*Exercise objective:* Can you output the entries word for word, starting at the very beginning and ending at the line that contains "column 165, row 46", with both of those lines included? Leave the pictures out of your answer.

* * * *

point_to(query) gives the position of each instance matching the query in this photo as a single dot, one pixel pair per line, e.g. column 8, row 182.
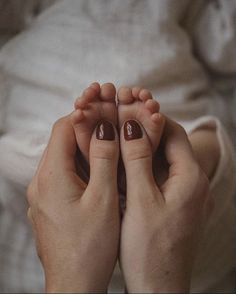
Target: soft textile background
column 183, row 51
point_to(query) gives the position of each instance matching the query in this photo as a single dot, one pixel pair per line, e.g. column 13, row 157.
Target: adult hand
column 162, row 225
column 76, row 225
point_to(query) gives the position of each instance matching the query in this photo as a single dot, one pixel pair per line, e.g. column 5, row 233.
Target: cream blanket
column 166, row 46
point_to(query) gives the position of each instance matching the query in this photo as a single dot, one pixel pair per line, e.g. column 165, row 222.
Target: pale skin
column 79, row 234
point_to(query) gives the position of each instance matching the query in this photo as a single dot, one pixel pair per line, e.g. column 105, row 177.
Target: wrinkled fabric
column 165, row 46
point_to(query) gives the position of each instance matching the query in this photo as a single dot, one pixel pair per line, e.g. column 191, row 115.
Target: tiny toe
column 96, row 87
column 108, row 92
column 135, row 91
column 152, row 105
column 77, row 116
column 144, row 95
column 125, row 95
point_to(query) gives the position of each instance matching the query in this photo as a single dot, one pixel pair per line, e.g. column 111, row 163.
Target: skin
column 76, row 226
column 161, row 226
column 160, row 231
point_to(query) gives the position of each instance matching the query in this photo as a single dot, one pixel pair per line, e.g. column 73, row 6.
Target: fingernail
column 132, row 130
column 105, row 131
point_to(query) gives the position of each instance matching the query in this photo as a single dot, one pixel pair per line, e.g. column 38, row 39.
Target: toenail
column 132, row 130
column 105, row 131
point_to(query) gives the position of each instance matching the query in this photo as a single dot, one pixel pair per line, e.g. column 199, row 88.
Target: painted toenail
column 132, row 130
column 105, row 131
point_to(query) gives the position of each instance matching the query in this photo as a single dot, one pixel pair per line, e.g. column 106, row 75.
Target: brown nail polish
column 105, row 131
column 132, row 130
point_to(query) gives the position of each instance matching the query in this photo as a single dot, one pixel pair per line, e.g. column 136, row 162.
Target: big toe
column 136, row 154
column 103, row 156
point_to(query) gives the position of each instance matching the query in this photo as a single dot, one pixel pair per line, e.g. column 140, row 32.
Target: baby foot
column 96, row 104
column 138, row 104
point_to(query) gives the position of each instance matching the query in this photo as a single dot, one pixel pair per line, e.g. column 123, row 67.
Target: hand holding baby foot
column 76, row 225
column 161, row 225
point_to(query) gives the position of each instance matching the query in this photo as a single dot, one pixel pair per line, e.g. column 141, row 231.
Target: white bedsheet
column 76, row 42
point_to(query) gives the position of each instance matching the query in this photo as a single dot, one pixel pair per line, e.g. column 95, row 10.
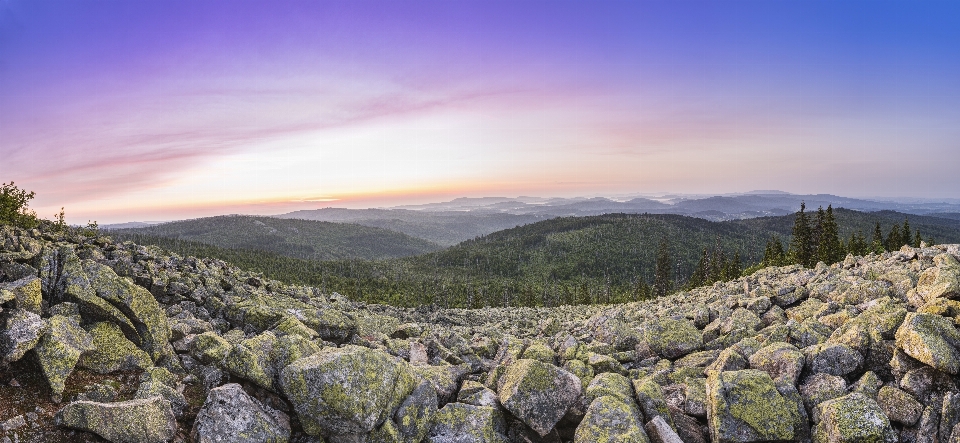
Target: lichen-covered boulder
column 833, row 359
column 782, row 361
column 610, row 419
column 745, row 406
column 463, row 423
column 112, row 351
column 26, row 293
column 611, row 384
column 230, row 414
column 853, row 418
column 818, row 388
column 137, row 303
column 346, row 391
column 59, row 350
column 445, row 379
column 932, row 340
column 538, row 394
column 673, row 338
column 135, row 421
column 475, row 393
column 210, row 348
column 899, row 406
column 251, row 359
column 942, row 280
column 21, row 333
column 650, row 398
column 331, row 324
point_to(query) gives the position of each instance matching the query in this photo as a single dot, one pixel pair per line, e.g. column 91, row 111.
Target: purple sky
column 155, row 110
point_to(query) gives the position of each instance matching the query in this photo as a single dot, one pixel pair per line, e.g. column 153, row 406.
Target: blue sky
column 152, row 110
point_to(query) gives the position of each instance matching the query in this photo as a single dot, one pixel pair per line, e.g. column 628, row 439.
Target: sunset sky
column 159, row 110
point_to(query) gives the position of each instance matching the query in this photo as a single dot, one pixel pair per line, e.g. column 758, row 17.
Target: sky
column 160, row 110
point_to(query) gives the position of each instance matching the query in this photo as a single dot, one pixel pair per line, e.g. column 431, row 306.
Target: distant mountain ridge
column 304, row 239
column 461, row 219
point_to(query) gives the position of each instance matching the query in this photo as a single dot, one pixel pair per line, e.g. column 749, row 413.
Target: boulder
column 899, row 406
column 210, row 348
column 651, row 400
column 745, row 406
column 853, row 418
column 135, row 421
column 21, row 333
column 782, row 361
column 475, row 393
column 940, row 281
column 932, row 340
column 26, row 293
column 660, row 432
column 59, row 350
column 136, row 303
column 537, row 393
column 112, row 351
column 672, row 338
column 819, row 388
column 230, row 413
column 462, row 423
column 346, row 391
column 252, row 360
column 611, row 384
column 611, row 419
column 833, row 359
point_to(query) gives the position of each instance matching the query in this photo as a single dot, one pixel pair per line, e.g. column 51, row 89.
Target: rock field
column 101, row 341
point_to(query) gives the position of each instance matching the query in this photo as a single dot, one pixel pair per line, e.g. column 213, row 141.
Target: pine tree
column 734, row 269
column 663, row 276
column 905, row 238
column 800, row 251
column 701, row 274
column 829, row 247
column 894, row 240
column 877, row 244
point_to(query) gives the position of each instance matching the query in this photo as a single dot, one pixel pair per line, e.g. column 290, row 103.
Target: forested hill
column 938, row 229
column 568, row 260
column 304, row 239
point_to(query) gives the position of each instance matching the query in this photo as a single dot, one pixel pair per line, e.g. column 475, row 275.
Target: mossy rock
column 941, row 281
column 291, row 326
column 745, row 406
column 899, row 406
column 853, row 418
column 782, row 361
column 610, row 419
column 348, row 390
column 932, row 340
column 650, row 398
column 135, row 421
column 112, row 351
column 672, row 338
column 540, row 352
column 413, row 417
column 230, row 413
column 611, row 384
column 463, row 423
column 137, row 304
column 251, row 360
column 26, row 292
column 59, row 350
column 21, row 333
column 210, row 348
column 538, row 394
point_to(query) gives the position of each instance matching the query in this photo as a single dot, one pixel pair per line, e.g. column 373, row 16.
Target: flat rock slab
column 135, row 421
column 230, row 413
column 539, row 394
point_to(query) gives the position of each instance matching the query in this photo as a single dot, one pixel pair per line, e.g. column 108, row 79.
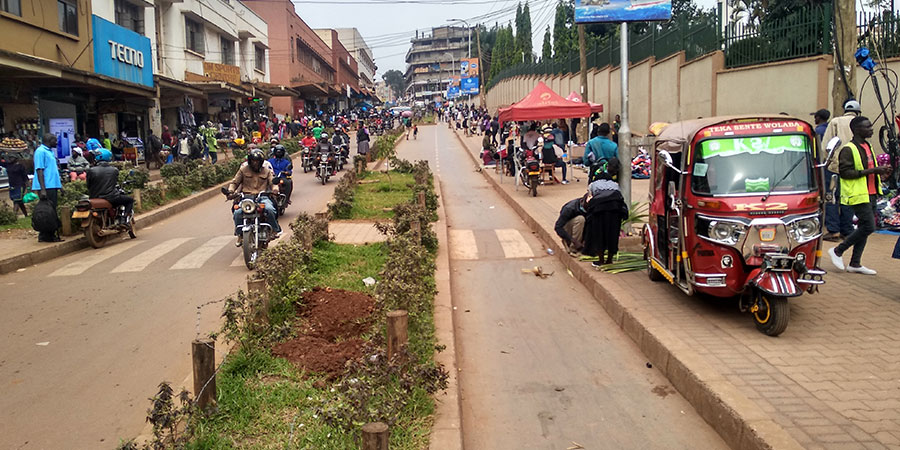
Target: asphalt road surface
column 542, row 364
column 89, row 336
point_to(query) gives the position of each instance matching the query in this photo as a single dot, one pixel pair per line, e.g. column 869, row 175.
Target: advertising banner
column 122, row 53
column 594, row 11
column 469, row 86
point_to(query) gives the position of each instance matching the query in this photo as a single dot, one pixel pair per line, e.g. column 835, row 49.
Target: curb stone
column 738, row 420
column 446, row 431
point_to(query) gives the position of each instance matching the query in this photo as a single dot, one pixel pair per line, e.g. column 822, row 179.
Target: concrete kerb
column 738, row 420
column 73, row 244
column 446, row 432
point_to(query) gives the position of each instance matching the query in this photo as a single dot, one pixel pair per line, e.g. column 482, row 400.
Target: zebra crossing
column 146, row 255
column 483, row 244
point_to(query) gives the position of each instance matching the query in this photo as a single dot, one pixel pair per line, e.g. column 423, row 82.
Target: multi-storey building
column 433, row 60
column 357, row 46
column 304, row 61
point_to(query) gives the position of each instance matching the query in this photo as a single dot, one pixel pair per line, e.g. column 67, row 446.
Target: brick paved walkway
column 832, row 380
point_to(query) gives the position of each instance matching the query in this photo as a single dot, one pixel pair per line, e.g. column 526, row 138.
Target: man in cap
column 838, row 217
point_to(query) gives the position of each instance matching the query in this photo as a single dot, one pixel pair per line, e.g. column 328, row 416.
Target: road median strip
column 737, row 419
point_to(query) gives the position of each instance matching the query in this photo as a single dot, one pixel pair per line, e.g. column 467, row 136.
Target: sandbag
column 44, row 218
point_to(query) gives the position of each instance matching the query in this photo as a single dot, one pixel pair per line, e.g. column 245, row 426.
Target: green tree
column 395, row 80
column 547, row 48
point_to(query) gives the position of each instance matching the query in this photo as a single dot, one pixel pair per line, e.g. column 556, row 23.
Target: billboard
column 468, row 68
column 593, row 11
column 469, row 86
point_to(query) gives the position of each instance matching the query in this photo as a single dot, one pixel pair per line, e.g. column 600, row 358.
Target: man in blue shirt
column 46, row 179
column 600, row 148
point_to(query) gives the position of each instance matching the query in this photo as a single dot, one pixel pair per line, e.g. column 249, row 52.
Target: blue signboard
column 469, row 85
column 122, row 53
column 593, row 11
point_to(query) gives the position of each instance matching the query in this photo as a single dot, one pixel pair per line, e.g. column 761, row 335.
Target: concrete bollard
column 65, row 216
column 397, row 324
column 204, row 361
column 376, row 436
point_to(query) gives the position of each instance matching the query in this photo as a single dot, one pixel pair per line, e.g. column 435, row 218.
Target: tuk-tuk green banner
column 754, row 145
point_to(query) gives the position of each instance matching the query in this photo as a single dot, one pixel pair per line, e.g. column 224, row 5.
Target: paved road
column 87, row 337
column 542, row 364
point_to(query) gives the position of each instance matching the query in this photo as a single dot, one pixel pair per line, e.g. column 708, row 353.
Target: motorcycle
column 325, row 168
column 255, row 232
column 100, row 219
column 306, row 159
column 529, row 170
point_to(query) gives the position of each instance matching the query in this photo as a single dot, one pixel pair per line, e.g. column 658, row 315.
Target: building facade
column 67, row 71
column 303, row 61
column 357, row 46
column 433, row 59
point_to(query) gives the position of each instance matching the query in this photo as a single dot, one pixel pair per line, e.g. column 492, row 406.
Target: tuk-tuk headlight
column 805, row 229
column 729, row 233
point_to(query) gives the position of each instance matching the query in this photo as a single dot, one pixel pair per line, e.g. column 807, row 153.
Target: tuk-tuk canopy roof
column 676, row 134
column 542, row 104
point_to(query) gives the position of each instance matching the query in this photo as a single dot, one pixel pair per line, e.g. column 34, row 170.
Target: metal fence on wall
column 804, row 33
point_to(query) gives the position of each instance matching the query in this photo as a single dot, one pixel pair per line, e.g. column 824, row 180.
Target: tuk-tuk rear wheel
column 771, row 314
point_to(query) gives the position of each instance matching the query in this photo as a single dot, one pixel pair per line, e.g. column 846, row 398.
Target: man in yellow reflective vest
column 860, row 184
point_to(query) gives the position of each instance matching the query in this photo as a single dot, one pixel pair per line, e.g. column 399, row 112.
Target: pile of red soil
column 329, row 332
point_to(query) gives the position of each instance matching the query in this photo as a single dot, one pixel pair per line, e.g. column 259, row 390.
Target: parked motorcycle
column 529, row 170
column 100, row 219
column 254, row 231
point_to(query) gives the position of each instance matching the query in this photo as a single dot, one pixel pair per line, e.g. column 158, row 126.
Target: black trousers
column 53, row 198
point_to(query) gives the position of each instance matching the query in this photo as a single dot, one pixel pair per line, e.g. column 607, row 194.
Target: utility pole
column 480, row 70
column 582, row 56
column 844, row 61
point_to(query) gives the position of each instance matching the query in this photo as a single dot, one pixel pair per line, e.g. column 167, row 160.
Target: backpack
column 44, row 218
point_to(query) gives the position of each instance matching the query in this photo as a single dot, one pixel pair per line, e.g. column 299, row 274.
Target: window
column 130, row 16
column 260, row 58
column 227, row 51
column 193, row 33
column 11, row 6
column 68, row 16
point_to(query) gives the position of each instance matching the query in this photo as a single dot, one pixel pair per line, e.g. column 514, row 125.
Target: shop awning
column 542, row 104
column 574, row 97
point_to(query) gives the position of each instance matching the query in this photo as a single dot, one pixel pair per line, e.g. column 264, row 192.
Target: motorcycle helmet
column 255, row 159
column 852, row 106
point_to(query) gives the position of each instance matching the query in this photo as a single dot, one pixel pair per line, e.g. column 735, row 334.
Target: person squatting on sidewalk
column 860, row 185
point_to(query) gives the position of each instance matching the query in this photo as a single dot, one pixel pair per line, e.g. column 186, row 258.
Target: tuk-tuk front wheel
column 771, row 314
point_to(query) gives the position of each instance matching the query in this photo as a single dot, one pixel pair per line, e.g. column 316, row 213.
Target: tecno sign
column 126, row 54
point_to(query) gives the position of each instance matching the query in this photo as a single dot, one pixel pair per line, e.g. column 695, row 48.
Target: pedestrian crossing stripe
column 464, row 246
column 90, row 259
column 144, row 259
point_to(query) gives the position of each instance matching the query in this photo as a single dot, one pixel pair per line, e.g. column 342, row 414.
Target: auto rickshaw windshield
column 737, row 165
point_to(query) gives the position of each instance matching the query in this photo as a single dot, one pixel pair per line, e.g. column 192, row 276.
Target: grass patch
column 22, row 223
column 389, row 190
column 343, row 266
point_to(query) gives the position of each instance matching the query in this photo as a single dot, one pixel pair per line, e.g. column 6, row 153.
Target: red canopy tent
column 541, row 104
column 574, row 97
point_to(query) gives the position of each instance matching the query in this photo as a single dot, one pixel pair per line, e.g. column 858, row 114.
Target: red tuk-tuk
column 736, row 209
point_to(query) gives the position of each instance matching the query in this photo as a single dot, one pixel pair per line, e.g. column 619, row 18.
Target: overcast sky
column 388, row 25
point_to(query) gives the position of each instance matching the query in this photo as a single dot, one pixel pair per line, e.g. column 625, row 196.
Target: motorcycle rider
column 252, row 178
column 282, row 166
column 102, row 182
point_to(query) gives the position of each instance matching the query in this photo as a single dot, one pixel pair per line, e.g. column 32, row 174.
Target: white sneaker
column 861, row 269
column 835, row 259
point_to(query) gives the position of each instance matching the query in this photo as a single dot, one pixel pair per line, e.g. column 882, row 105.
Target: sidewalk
column 831, row 381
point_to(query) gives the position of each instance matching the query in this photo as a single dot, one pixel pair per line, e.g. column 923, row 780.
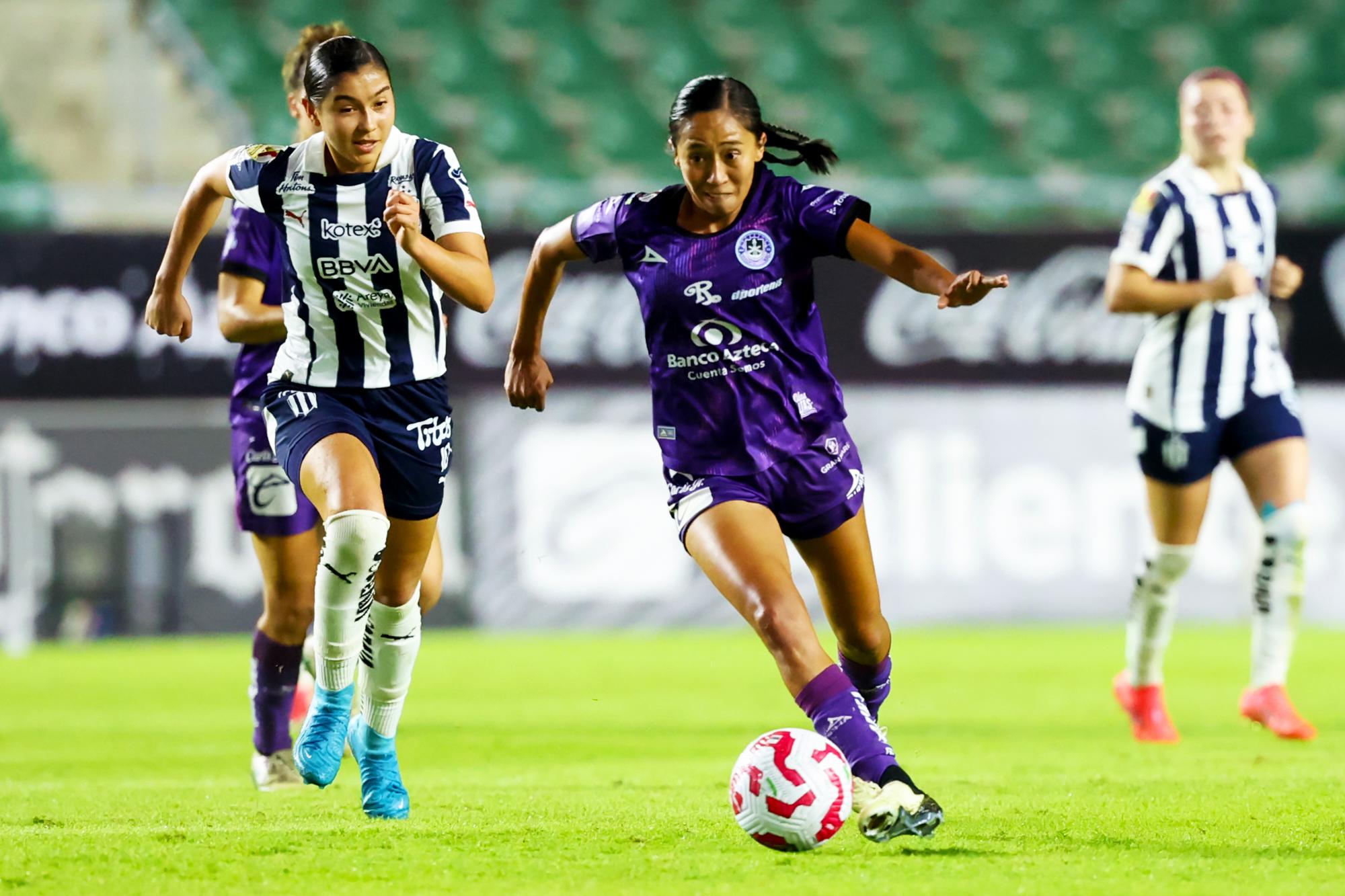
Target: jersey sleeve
column 825, row 217
column 248, row 173
column 249, row 245
column 1152, row 229
column 445, row 196
column 595, row 228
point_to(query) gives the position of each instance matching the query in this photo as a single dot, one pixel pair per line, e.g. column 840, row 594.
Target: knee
column 867, row 642
column 778, row 626
column 290, row 610
column 1288, row 526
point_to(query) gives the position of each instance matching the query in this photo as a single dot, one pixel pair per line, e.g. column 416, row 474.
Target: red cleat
column 1145, row 706
column 303, row 698
column 1270, row 706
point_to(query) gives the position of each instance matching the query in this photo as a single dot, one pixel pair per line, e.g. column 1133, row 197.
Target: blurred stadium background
column 1007, row 135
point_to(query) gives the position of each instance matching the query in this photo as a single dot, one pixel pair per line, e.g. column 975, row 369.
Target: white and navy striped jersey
column 358, row 310
column 1203, row 362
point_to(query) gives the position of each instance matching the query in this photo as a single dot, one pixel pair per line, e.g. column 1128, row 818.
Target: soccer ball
column 790, row 790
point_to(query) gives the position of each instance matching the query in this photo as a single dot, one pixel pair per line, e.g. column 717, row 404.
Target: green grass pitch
column 599, row 763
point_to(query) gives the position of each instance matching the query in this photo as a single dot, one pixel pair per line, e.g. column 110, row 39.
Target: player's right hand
column 169, row 313
column 1234, row 280
column 527, row 381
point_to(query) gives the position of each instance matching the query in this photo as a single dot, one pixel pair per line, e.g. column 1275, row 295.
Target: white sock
column 1278, row 594
column 353, row 546
column 1152, row 611
column 392, row 641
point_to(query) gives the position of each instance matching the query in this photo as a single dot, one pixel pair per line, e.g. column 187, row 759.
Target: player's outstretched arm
column 167, row 311
column 527, row 376
column 457, row 261
column 243, row 315
column 1130, row 290
column 918, row 270
column 1285, row 279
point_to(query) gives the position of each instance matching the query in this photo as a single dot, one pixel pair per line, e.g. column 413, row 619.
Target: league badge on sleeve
column 755, row 249
column 262, row 151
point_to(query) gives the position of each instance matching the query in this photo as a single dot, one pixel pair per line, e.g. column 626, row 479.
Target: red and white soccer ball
column 790, row 790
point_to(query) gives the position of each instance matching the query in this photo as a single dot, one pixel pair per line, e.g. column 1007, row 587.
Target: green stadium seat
column 463, row 64
column 1147, row 134
column 898, row 61
column 1286, row 128
column 1093, row 57
column 942, row 127
column 1005, row 58
column 1061, row 127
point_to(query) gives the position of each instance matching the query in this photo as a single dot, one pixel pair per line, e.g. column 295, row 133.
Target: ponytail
column 722, row 92
column 817, row 155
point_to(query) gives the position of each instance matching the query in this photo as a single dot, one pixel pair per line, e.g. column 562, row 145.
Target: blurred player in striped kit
column 747, row 413
column 379, row 228
column 283, row 522
column 1210, row 382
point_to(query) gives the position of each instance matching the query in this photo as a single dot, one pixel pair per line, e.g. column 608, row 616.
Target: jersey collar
column 315, row 159
column 1202, row 178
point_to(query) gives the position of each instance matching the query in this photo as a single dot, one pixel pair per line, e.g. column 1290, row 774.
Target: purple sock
column 275, row 676
column 874, row 682
column 840, row 713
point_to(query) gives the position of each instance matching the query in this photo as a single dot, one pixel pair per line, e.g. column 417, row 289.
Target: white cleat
column 276, row 771
column 894, row 810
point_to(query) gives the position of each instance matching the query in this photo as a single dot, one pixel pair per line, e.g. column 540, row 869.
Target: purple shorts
column 810, row 493
column 267, row 502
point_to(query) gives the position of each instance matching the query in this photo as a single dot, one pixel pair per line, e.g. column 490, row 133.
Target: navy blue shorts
column 408, row 430
column 1180, row 459
column 810, row 493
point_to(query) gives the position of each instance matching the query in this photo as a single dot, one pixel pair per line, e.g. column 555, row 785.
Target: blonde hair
column 297, row 61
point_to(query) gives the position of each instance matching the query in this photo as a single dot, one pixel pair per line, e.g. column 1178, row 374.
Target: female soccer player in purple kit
column 746, row 411
column 380, row 228
column 283, row 522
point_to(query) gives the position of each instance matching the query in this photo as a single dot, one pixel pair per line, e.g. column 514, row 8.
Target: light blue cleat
column 380, row 776
column 322, row 741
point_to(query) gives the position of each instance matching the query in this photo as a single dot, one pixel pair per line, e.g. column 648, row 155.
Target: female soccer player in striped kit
column 379, row 227
column 283, row 522
column 746, row 411
column 1210, row 382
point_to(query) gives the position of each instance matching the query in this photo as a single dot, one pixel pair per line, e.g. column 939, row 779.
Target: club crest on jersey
column 805, row 404
column 338, row 229
column 755, row 249
column 352, row 300
column 716, row 333
column 701, row 292
column 333, row 268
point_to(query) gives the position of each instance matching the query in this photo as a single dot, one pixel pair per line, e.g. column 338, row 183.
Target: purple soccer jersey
column 266, row 501
column 254, row 248
column 738, row 358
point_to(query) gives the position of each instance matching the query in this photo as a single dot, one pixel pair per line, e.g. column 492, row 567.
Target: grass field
column 601, row 764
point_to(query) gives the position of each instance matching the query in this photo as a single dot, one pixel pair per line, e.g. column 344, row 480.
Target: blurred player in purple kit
column 280, row 518
column 746, row 409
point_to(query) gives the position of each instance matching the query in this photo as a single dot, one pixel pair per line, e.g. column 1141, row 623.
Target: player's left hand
column 969, row 288
column 1285, row 278
column 403, row 217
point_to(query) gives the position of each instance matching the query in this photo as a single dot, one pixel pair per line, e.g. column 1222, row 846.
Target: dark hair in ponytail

* * * *

*Solution for this task:*
point_to(query) gives the position of each instance matching the query in this photo as a single dot, one pixel pair per line, e.g. column 8, row 182.
Target: soft textile background
column 183, row 51
point_to(query) gives the position of each instance matching the query in this photo as a single dot, one pixel pair per line, e.g. column 13, row 157.
Target: adult hand
column 162, row 225
column 76, row 225
point_to(query) gives the position of each instance matching the query in this photo as a single dot, one pixel pair per line, e.g. column 5, row 233.
Target: cream blanket
column 166, row 46
point_to(query) gives the position of each instance matching the query in this photo as a single dot, one pixel pair per line, e.g. column 165, row 222.
Target: pale skin
column 79, row 234
point_to(query) gives the position of each instance matching the query in this photo as a single dot, one pixel pair per line, e.g. column 105, row 177.
Target: wrinkled fabric
column 165, row 46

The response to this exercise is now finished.